• Selected passage:
* start *
When did you and your partner last go on a date night? Was it last week, last month, or so long ago you’re not quite sure anymore?
We’ve probably all seen the common advice to take time out from our everyday lives to reconnect with our partners. After all, it only seems to make sense, especially since most of us have got a lot on our plates in other ways (jobs, kids, home…and maybe you’re caring for an aging parent, or dealing with a health condition, or a child with special needs). We need to remind ourselves of why we fell in love with this person in the first place, right?
But how often is “often enough” for these date nights together? And does this special time actually help couples stay together? Researchers at the Marriage Foundation and the University of Lincoln recently followed almost 10,000 married and cohabiting moms over a period of eleven years to find out more about these questions. What they learned might surprise you.
When the data was analyzed, couples who had a “date night” about once a month were the least likely to split up, staying together more often than couples who went out less frequently AND those who went out once per week! In fact, they were 14% less likely to end their marriages.
* end *
• Recorded data:
* start *
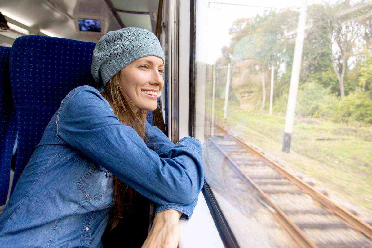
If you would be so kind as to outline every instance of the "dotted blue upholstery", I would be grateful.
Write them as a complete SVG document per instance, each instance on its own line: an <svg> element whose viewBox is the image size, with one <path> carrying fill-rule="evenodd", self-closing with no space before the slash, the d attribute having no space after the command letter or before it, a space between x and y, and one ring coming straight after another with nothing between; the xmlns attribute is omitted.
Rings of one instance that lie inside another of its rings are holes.
<svg viewBox="0 0 372 248"><path fill-rule="evenodd" d="M9 81L10 48L0 46L0 205L5 204L9 188L16 116Z"/></svg>
<svg viewBox="0 0 372 248"><path fill-rule="evenodd" d="M94 81L90 66L95 45L38 35L15 41L9 71L18 147L11 193L61 101L73 89Z"/></svg>
<svg viewBox="0 0 372 248"><path fill-rule="evenodd" d="M15 41L9 70L18 136L12 192L62 100L93 80L90 65L95 45L37 35Z"/></svg>

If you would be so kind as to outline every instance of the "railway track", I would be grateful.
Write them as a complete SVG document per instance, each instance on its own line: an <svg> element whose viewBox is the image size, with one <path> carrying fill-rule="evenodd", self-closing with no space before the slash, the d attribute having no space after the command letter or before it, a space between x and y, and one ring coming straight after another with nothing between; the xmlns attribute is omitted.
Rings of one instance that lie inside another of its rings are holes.
<svg viewBox="0 0 372 248"><path fill-rule="evenodd" d="M253 185L274 217L300 247L372 247L372 227L294 176L263 153L215 127L212 143L241 178ZM309 197L309 196L311 197Z"/></svg>

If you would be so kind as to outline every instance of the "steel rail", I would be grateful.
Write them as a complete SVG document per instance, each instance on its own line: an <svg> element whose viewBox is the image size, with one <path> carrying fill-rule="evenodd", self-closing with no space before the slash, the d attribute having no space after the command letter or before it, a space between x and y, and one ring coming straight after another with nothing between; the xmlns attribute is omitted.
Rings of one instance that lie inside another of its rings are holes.
<svg viewBox="0 0 372 248"><path fill-rule="evenodd" d="M287 231L288 233L292 236L295 241L298 245L303 248L317 248L315 244L310 240L302 232L302 231L291 220L288 216L280 209L270 200L268 196L263 191L258 185L254 183L248 175L239 168L234 162L234 160L226 153L221 148L213 141L212 142L217 147L220 151L225 156L232 165L233 168L237 171L244 176L244 179L247 180L249 183L253 185L256 189L259 192L264 200L270 206L275 210L275 212L270 211L274 217L279 222L283 228Z"/></svg>
<svg viewBox="0 0 372 248"><path fill-rule="evenodd" d="M305 193L311 196L315 200L321 203L329 211L341 218L351 228L359 231L372 239L372 226L368 223L360 219L350 212L334 202L321 192L314 189L304 181L292 175L277 163L266 157L264 154L247 144L241 139L235 137L220 125L215 122L215 125L235 139L243 146L251 151L267 162L273 168L285 177L290 181L303 190Z"/></svg>

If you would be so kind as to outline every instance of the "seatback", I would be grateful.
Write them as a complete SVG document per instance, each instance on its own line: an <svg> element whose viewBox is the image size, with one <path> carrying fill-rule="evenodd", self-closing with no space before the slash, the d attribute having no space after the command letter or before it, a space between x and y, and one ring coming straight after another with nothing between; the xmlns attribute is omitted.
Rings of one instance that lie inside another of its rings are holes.
<svg viewBox="0 0 372 248"><path fill-rule="evenodd" d="M10 48L0 46L0 206L5 204L16 138L16 116L9 81Z"/></svg>
<svg viewBox="0 0 372 248"><path fill-rule="evenodd" d="M95 44L37 35L20 37L9 59L18 144L12 192L62 100L93 80Z"/></svg>
<svg viewBox="0 0 372 248"><path fill-rule="evenodd" d="M9 69L18 147L11 192L62 100L73 89L94 80L90 66L95 45L38 35L15 41ZM152 123L151 116L149 120Z"/></svg>

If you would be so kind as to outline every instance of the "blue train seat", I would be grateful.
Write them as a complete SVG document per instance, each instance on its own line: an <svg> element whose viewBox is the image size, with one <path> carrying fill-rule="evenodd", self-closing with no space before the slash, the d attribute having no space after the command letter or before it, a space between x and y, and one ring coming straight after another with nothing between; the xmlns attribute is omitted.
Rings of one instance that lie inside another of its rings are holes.
<svg viewBox="0 0 372 248"><path fill-rule="evenodd" d="M10 48L0 46L0 206L5 204L9 187L16 116L9 79Z"/></svg>
<svg viewBox="0 0 372 248"><path fill-rule="evenodd" d="M93 81L90 66L95 45L38 35L15 41L9 70L18 143L11 194L61 101L73 89Z"/></svg>
<svg viewBox="0 0 372 248"><path fill-rule="evenodd" d="M62 100L93 80L95 45L37 35L15 41L9 64L18 143L12 192Z"/></svg>

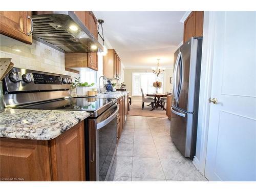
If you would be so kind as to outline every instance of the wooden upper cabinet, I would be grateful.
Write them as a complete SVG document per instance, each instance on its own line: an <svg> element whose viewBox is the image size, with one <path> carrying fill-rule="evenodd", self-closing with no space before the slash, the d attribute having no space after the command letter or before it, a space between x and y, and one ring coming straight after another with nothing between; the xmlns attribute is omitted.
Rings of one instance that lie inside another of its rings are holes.
<svg viewBox="0 0 256 192"><path fill-rule="evenodd" d="M120 79L121 59L114 49L108 49L103 57L103 74L109 79Z"/></svg>
<svg viewBox="0 0 256 192"><path fill-rule="evenodd" d="M97 39L98 22L93 13L92 11L74 11L74 13L93 37ZM97 53L65 53L65 67L67 70L88 68L98 71L98 55Z"/></svg>
<svg viewBox="0 0 256 192"><path fill-rule="evenodd" d="M86 11L86 26L98 39L98 21L92 11Z"/></svg>
<svg viewBox="0 0 256 192"><path fill-rule="evenodd" d="M74 11L74 13L77 16L82 24L86 25L86 12L85 11Z"/></svg>
<svg viewBox="0 0 256 192"><path fill-rule="evenodd" d="M28 44L32 44L31 11L0 11L0 32Z"/></svg>
<svg viewBox="0 0 256 192"><path fill-rule="evenodd" d="M203 29L204 26L204 12L195 11L195 35L196 37L203 36Z"/></svg>
<svg viewBox="0 0 256 192"><path fill-rule="evenodd" d="M92 11L86 11L86 26L94 38L98 39L98 22ZM88 68L98 71L97 53L88 53Z"/></svg>
<svg viewBox="0 0 256 192"><path fill-rule="evenodd" d="M192 11L184 23L183 42L194 36L203 35L203 11Z"/></svg>
<svg viewBox="0 0 256 192"><path fill-rule="evenodd" d="M185 42L194 36L194 12L191 12L184 23L183 41Z"/></svg>

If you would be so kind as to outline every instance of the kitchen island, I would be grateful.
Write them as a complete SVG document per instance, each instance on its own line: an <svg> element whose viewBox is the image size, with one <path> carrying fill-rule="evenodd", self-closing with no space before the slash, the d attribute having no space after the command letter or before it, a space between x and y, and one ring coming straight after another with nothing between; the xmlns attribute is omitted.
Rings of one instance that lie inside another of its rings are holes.
<svg viewBox="0 0 256 192"><path fill-rule="evenodd" d="M87 112L6 109L0 113L2 181L85 181Z"/></svg>

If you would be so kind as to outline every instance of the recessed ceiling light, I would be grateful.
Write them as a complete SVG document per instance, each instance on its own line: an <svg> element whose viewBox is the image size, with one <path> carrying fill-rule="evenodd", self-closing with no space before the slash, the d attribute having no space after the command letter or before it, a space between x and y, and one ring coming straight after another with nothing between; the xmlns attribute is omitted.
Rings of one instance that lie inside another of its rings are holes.
<svg viewBox="0 0 256 192"><path fill-rule="evenodd" d="M97 48L98 48L98 47L97 47L95 45L93 45L91 46L91 49L92 49L92 50L96 50Z"/></svg>
<svg viewBox="0 0 256 192"><path fill-rule="evenodd" d="M69 26L69 29L72 31L77 31L78 28L75 25L71 25Z"/></svg>

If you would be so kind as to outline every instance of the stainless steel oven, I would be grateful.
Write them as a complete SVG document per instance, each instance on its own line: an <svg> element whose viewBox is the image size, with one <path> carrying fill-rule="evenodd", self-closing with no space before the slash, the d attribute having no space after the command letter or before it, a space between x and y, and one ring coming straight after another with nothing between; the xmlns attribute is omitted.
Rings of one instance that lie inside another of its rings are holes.
<svg viewBox="0 0 256 192"><path fill-rule="evenodd" d="M108 180L116 153L118 111L116 103L97 118L88 120L89 126L86 130L87 180Z"/></svg>

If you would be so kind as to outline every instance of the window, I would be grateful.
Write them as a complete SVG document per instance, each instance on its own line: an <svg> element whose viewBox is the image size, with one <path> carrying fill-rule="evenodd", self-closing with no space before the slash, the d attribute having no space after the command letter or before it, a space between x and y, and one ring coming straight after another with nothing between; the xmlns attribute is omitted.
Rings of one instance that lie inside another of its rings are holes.
<svg viewBox="0 0 256 192"><path fill-rule="evenodd" d="M80 76L81 82L87 82L91 84L97 82L97 71L87 68L82 69L80 72Z"/></svg>
<svg viewBox="0 0 256 192"><path fill-rule="evenodd" d="M153 82L156 81L162 82L162 87L158 89L158 92L162 93L163 90L163 82L164 75L159 74L157 77L153 73L133 73L133 96L141 96L140 88L142 88L144 94L156 92L156 88L153 87Z"/></svg>

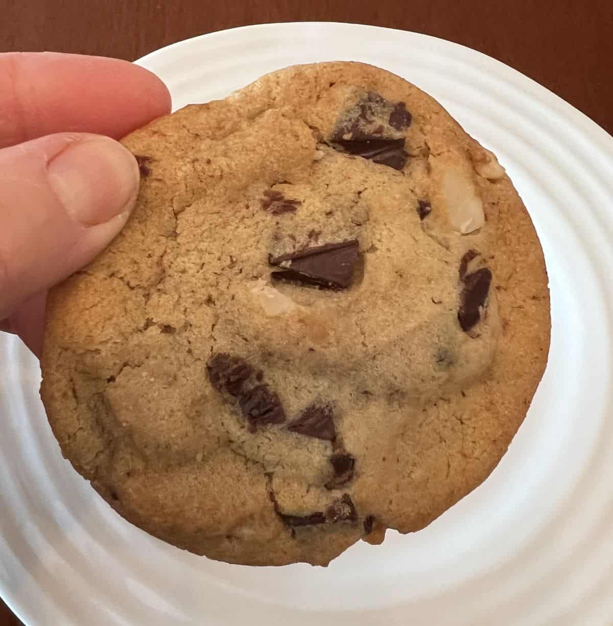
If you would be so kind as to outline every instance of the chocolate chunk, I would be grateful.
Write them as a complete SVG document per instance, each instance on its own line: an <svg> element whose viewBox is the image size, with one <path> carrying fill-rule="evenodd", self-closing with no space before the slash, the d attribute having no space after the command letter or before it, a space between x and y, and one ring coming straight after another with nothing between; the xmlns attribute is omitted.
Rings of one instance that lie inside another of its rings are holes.
<svg viewBox="0 0 613 626"><path fill-rule="evenodd" d="M332 419L332 409L326 404L323 406L311 404L293 421L288 424L287 429L308 437L333 441L337 433Z"/></svg>
<svg viewBox="0 0 613 626"><path fill-rule="evenodd" d="M335 500L326 510L326 521L335 524L337 521L355 521L358 515L353 503L348 493L343 493L343 497Z"/></svg>
<svg viewBox="0 0 613 626"><path fill-rule="evenodd" d="M492 282L492 272L487 267L464 278L458 321L463 331L470 331L481 319L480 307L485 306Z"/></svg>
<svg viewBox="0 0 613 626"><path fill-rule="evenodd" d="M460 278L464 279L466 270L468 269L469 264L480 254L480 252L478 252L476 250L469 250L464 254L460 261Z"/></svg>
<svg viewBox="0 0 613 626"><path fill-rule="evenodd" d="M390 126L397 130L404 130L411 125L412 116L403 102L398 102L390 113Z"/></svg>
<svg viewBox="0 0 613 626"><path fill-rule="evenodd" d="M264 192L265 198L261 201L262 208L273 215L280 215L284 213L294 213L302 203L299 200L286 198L279 191L266 189Z"/></svg>
<svg viewBox="0 0 613 626"><path fill-rule="evenodd" d="M239 405L252 429L266 424L285 421L285 411L279 396L267 385L258 385L241 394Z"/></svg>
<svg viewBox="0 0 613 626"><path fill-rule="evenodd" d="M151 160L150 156L143 156L141 155L134 155L134 158L138 163L138 171L141 173L141 178L146 178L151 173L149 168L149 162Z"/></svg>
<svg viewBox="0 0 613 626"><path fill-rule="evenodd" d="M375 523L374 515L367 515L364 518L364 532L367 535L370 535L372 532L373 525Z"/></svg>
<svg viewBox="0 0 613 626"><path fill-rule="evenodd" d="M430 205L430 202L427 200L417 200L417 215L419 218L423 220L430 215L432 210L432 207Z"/></svg>
<svg viewBox="0 0 613 626"><path fill-rule="evenodd" d="M328 520L323 513L313 513L310 515L284 515L280 513L279 516L283 523L290 528L296 528L300 526L315 526L317 524L325 524Z"/></svg>
<svg viewBox="0 0 613 626"><path fill-rule="evenodd" d="M385 139L370 136L353 139L338 138L333 141L350 155L362 156L382 165L387 165L394 170L402 170L408 156L404 150L404 137Z"/></svg>
<svg viewBox="0 0 613 626"><path fill-rule="evenodd" d="M226 352L213 355L206 364L206 369L211 384L216 389L234 396L240 394L253 372L253 368L244 359Z"/></svg>
<svg viewBox="0 0 613 626"><path fill-rule="evenodd" d="M294 529L304 526L317 526L319 524L335 524L337 521L356 521L358 515L349 494L345 493L342 498L335 500L326 509L325 513L317 512L309 515L286 515L278 510L276 505L275 510L283 523L291 529L293 535Z"/></svg>
<svg viewBox="0 0 613 626"><path fill-rule="evenodd" d="M353 280L359 260L357 239L340 244L305 248L297 252L269 257L268 262L286 269L273 272L271 277L280 280L296 281L327 289L344 289Z"/></svg>
<svg viewBox="0 0 613 626"><path fill-rule="evenodd" d="M353 478L355 459L351 454L337 453L332 454L330 462L334 469L334 477L326 483L326 489L338 489Z"/></svg>

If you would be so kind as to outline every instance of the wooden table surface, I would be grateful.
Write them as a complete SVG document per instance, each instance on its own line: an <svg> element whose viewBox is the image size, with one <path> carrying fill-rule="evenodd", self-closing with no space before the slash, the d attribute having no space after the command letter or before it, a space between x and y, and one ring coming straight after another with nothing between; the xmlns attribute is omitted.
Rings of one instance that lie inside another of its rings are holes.
<svg viewBox="0 0 613 626"><path fill-rule="evenodd" d="M613 134L612 0L0 0L0 53L129 60L203 33L266 22L357 22L425 33L504 61ZM19 623L0 601L0 626Z"/></svg>

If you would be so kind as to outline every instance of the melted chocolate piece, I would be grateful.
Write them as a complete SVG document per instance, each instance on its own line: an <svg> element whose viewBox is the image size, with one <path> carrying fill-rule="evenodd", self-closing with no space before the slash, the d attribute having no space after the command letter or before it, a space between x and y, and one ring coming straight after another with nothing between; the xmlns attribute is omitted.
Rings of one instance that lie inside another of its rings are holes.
* end *
• Directives:
1: In the date-night passage, over how long a period did the researchers follow the moms?
2: Copy the stretch of the date-night passage from "When the data" through "end their marriages.".
3: Decide whether each statement agrees with the date-night passage, and answer yes or no, quoting the words that settle it: (a) The study was carried out by researchers at the Marriage Foundation and the University of Oxford. (b) Couples who had a date night about once a month were the least likely to split up. (c) Couples who went out once per week stayed together more often than couples who went out about once a month.
The lines have no connection to the date-night passage.

• Responses to the tasks:
1: Over a period of eleven years.

2:
When the data was analyzed, couples who had a “date night” about once a month were the least likely to split up, staying together more often than couples who went out less frequently AND those who went out once per week! In fact, they were 14% less likely to end their marriages.

3:
(a) No: "Researchers at the Marriage Foundation and the University of Lincoln"
(b) Yes: "couples who had a “date night” about once a month were the least likely to split up"
(c) No: "staying together more often than couples who went out less frequently AND those who went out once per week"